WHAT TO PRODUCE >>
Omit the images. Copy each entry word for word.

==== DATA SUPPLIED

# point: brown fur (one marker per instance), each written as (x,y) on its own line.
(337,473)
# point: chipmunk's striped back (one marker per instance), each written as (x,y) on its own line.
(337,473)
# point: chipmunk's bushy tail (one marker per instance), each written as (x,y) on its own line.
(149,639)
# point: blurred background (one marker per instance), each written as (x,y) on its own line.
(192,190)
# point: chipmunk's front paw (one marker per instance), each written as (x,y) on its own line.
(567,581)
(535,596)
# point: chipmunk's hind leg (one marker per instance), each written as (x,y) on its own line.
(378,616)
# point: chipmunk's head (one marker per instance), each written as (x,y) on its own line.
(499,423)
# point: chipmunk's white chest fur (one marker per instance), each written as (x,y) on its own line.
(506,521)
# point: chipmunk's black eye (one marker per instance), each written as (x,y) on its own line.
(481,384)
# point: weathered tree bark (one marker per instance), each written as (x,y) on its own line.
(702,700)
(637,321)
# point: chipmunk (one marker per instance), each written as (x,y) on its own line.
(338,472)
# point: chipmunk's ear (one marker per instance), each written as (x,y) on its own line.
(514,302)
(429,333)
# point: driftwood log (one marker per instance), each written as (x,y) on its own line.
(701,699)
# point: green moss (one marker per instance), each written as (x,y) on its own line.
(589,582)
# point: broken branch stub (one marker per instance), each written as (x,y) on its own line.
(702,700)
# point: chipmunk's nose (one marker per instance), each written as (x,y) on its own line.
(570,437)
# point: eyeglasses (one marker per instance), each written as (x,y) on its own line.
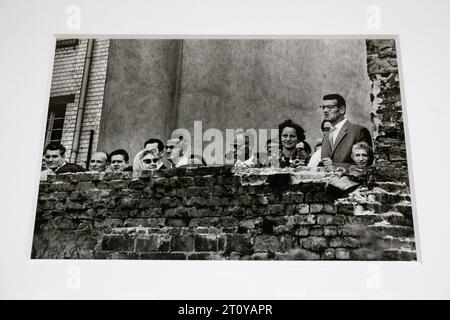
(150,161)
(328,107)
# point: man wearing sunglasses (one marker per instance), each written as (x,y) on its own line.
(152,161)
(338,142)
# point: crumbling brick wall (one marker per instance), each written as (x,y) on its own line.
(221,213)
(387,116)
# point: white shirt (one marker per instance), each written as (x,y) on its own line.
(315,158)
(337,128)
(182,162)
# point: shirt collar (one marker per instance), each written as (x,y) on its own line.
(339,125)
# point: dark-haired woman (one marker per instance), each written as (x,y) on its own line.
(295,150)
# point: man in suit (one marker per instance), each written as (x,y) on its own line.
(337,144)
(54,159)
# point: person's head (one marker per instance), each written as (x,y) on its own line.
(54,155)
(334,107)
(325,126)
(119,160)
(151,160)
(174,149)
(195,160)
(362,154)
(98,161)
(290,134)
(242,145)
(154,144)
(272,147)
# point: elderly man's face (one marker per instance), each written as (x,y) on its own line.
(98,162)
(331,111)
(169,147)
(118,163)
(53,159)
(152,147)
(326,127)
(361,157)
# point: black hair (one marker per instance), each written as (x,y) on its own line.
(106,153)
(193,156)
(55,146)
(334,96)
(291,124)
(322,125)
(121,152)
(159,142)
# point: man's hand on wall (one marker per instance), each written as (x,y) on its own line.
(327,162)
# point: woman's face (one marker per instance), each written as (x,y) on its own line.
(361,157)
(289,138)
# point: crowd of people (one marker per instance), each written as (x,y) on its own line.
(343,144)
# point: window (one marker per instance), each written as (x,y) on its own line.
(55,118)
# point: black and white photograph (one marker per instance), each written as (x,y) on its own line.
(225,149)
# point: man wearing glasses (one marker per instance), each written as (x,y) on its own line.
(337,144)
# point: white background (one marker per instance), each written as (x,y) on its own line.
(27,30)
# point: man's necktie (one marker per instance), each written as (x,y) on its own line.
(331,136)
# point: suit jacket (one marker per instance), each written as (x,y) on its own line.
(349,135)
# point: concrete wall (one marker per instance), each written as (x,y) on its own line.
(228,84)
(139,93)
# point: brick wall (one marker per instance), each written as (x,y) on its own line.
(390,148)
(220,213)
(67,77)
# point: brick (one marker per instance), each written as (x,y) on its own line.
(328,254)
(344,242)
(204,222)
(176,222)
(61,186)
(301,231)
(315,208)
(301,220)
(342,254)
(118,184)
(205,242)
(303,208)
(182,243)
(112,243)
(276,209)
(365,254)
(162,256)
(330,231)
(266,243)
(345,208)
(313,243)
(238,243)
(208,180)
(201,256)
(297,254)
(181,182)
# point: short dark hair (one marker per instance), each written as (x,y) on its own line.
(159,142)
(334,96)
(106,154)
(364,146)
(55,146)
(322,125)
(291,124)
(121,152)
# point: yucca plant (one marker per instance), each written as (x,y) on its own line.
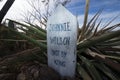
(98,50)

========

RESULT FOR THIS TASK >>
# point: brown fur (one marker per instance), each written as (x,y) on its own line.
(337,473)
# point: chipmunk's striped back (one marker per instance), each written as (x,y) on its own line.
(337,473)
# point: chipmunk's bushy tail (one marker per instance), each written as (x,y) on its own line.
(149,639)
# point: blurred background (one marker per instance), each written as (x,y) on its own line.
(192,190)
# point: chipmunk's front paw (one marker per instance), each written as (x,y) on its own line.
(567,581)
(535,596)
# point: chipmunk's hind leg (one marker per instance), each written as (x,y) on its own line.
(378,616)
# point: chipmunk's head (one marker per instance), each written as (x,y) on its own line.
(499,423)
# point: chipmunk's white chest fur (one marker per instance), each written as (x,y) on its own line.
(506,521)
# point: chipmunk's black eye (one marker per instance), each written as (x,y) on its own line.
(481,384)
# point: weathered tree bark (one marker per instance), each written as (x,y) on its own line.
(702,700)
(637,321)
# point: chipmunk (one marker per instance), each written as (x,y) on its own line.
(338,472)
# point: chipmunk's ear (one marker per instance), each written as (x,y) on its own line.
(514,302)
(429,333)
# point: driftwood log (one marker per instance), each written as (x,y) on its own line.
(701,699)
# point: green moss (one marker per instance), each written as (x,y) on its own line.
(589,582)
# point: broken branch stub (one marker per instance), each written as (x,y) on its own line.
(702,700)
# point: chipmunk's nose (one marker per instance), each written as (x,y) on its own line.
(570,437)
# point: eyeglasses (one marker per instance), each written as (x,y) on its own line.
(150,161)
(328,107)
# point: man wearing sunglasses (one marker per instance), each written as (x,y) on its own line.
(152,161)
(338,142)
# point: crumbling brick wall (one marker per instance), each written as (x,y) on its own line.
(221,213)
(387,116)
# point: white shirt (one marker per instance), each written as (x,y) on its own line.
(315,158)
(337,128)
(182,162)
# point: shirt collar (one marker per instance), each written as (x,y) on its own line.
(339,125)
# point: dark-haired woman (one marker per instance), each written as (x,y) on its own line.
(295,150)
# point: man in suit (one marker per instance), each written as (x,y) on its own line.
(337,144)
(54,159)
# point: person's head (one marker per instance), each written as (x,y) on its own line.
(54,155)
(334,107)
(325,126)
(119,160)
(151,160)
(174,149)
(195,160)
(362,154)
(98,161)
(290,134)
(242,145)
(154,144)
(272,147)
# point: elderly man's face (one marker per instance), each written as (x,y) on its own line.
(98,162)
(331,111)
(169,147)
(118,163)
(53,159)
(152,147)
(326,127)
(361,157)
# point: black hair (one marker per instance), each written as (x,y) on its own line.
(106,153)
(193,156)
(55,146)
(334,96)
(291,124)
(322,125)
(121,152)
(159,142)
# point: man's hand on wall (one marker per instance), each written as (x,y) on its own line.
(327,162)
# point: woman's face (one marker per instance), each written as (x,y) on its own line.
(361,157)
(289,138)
# point: crowd of people (one marker per instance), each written as (x,y) on its own line.
(343,144)
# point: window (one marker per instance), each written as (x,y) on its own line.
(55,118)
# point: black and white photograph (one marker per instance), each written as (x,y) on its own line.
(225,149)
# point: man wearing glasses (one marker per instance), each written as (x,y) on its own line.
(337,144)
# point: white background (one marker per instance), each written as (x,y) on its own line.
(27,30)
# point: man's necktie (one marker per instance), each written as (x,y) on its own line.
(331,136)
# point: suit jacket (one marker per instance), each written as (x,y) on its own line.
(349,135)
# point: concrete wall (one marker per instance), each written as (x,y) on its own line.
(228,84)
(139,93)
# point: brick wall (one marker per instance), each written as (x,y) on its own line.
(390,148)
(220,213)
(67,77)
# point: brick (one marker per instance), each written as (x,y) on its own line.
(328,254)
(344,242)
(204,222)
(176,222)
(61,186)
(301,231)
(315,208)
(301,220)
(342,254)
(118,184)
(205,242)
(303,208)
(182,243)
(112,243)
(276,209)
(365,254)
(162,256)
(330,231)
(266,243)
(345,208)
(313,243)
(238,243)
(208,180)
(201,256)
(297,254)
(181,182)
# point: short dark hair (one marker per instance), each written as (x,y) on its own line.
(159,142)
(334,96)
(106,154)
(364,146)
(55,146)
(322,125)
(291,124)
(121,152)
# point: yucca plant (one marker per instance), each written as (x,y) on its own line.
(98,50)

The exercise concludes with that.